For every record that follows, transcribe the text exactly and leave any image out.

══ EXERCISE INPUT ══

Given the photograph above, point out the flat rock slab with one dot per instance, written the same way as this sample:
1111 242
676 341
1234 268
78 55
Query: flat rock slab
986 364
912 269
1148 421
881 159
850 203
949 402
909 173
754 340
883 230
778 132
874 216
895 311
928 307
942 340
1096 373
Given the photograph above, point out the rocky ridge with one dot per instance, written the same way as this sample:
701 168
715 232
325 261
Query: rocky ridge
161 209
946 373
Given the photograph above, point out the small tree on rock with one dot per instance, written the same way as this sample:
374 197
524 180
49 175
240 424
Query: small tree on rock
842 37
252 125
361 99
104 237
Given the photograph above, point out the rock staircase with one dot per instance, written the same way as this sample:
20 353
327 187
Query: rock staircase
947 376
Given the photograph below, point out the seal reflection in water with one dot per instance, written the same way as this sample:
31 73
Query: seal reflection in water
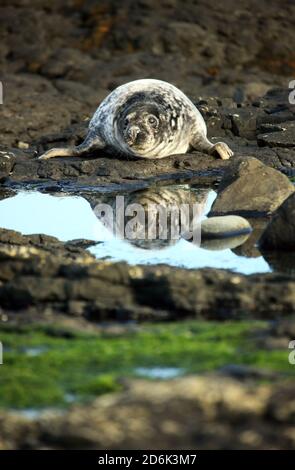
154 218
147 119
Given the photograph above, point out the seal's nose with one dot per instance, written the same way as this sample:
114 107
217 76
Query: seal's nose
133 132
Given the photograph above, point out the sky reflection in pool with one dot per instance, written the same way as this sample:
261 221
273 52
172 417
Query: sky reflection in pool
71 217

═══

__SOLVED PROBLEM__
Given the photograph above, point out the flat rock slab with one dot per instance, written the same way as this sample:
1111 242
676 341
1234 268
78 55
Query: flat rock slab
986 364
912 269
1148 421
881 159
850 203
949 402
909 173
754 340
883 230
778 132
874 216
895 311
928 307
942 340
1096 373
Given the photograph above, point out the rocky ridge with one dot per instance, written the same way as this sample:
701 168
715 232
325 261
Query: rocky ridge
161 209
946 373
Given the photograph above, point out the small tree on rock with one dot per instance, written the same way as this sample:
374 197
524 180
49 175
240 424
Query: small tree on rock
842 37
252 125
361 99
104 237
Given the photograph above, point out the rock staircase with one dot per instance, written the same way as this sample:
20 353
327 187
Query: rock staircase
947 376
Given the photograph below, point out the seal reflection in water with one dot per instance, written the same way as this sample:
31 73
Query: seal reflection in water
154 218
147 119
Given the photograph above, point out the seal's nose with one dot per instance, written the same way as this sample:
114 107
217 76
Query: seal's nose
133 132
Given the photograph above, point out the sky reflection in pool with one dot per instance, written the same way as this sample:
261 221
273 52
172 417
Query: sky reflection in pool
71 217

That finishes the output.